> Task objective
Please copy every line from the following entries in which the word "this" appears.

> Record excerpts
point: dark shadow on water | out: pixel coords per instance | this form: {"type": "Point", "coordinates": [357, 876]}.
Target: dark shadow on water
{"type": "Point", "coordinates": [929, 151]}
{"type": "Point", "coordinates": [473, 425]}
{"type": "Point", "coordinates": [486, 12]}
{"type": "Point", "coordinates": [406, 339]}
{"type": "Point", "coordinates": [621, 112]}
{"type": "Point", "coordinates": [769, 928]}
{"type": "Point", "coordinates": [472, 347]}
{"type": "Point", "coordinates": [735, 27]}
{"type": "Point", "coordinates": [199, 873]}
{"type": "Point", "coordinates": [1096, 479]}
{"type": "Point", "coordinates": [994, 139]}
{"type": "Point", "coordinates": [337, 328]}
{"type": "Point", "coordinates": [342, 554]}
--
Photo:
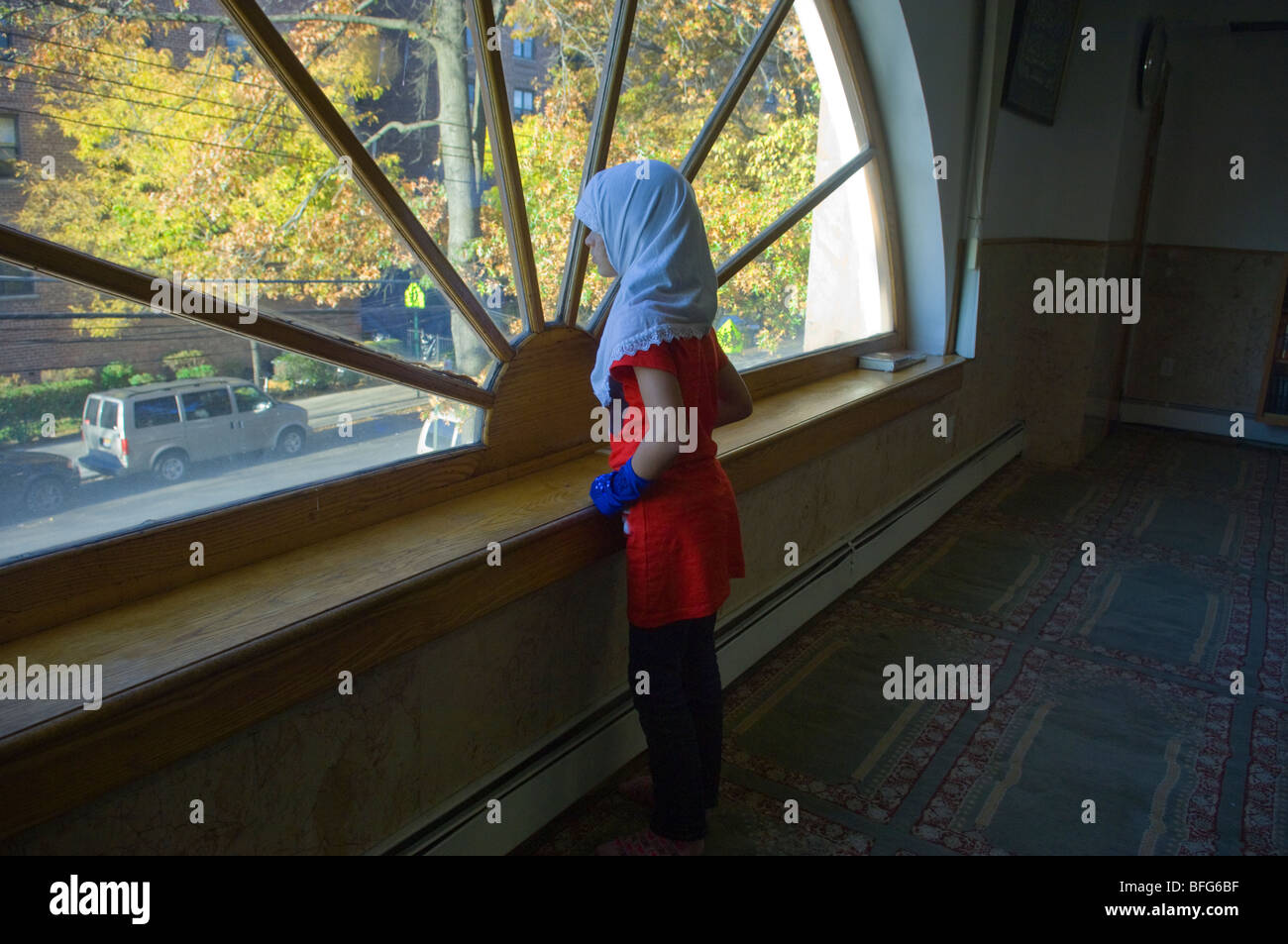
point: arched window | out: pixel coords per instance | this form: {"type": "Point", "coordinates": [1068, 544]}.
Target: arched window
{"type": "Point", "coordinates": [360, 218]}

> Solution to the exercise
point: dark shadow on water | out: pixel coords per instance | this form: {"type": "Point", "coordinates": [357, 876]}.
point: arched window | out: pixel coords per instance | this form: {"type": "Point", "coordinates": [1068, 544]}.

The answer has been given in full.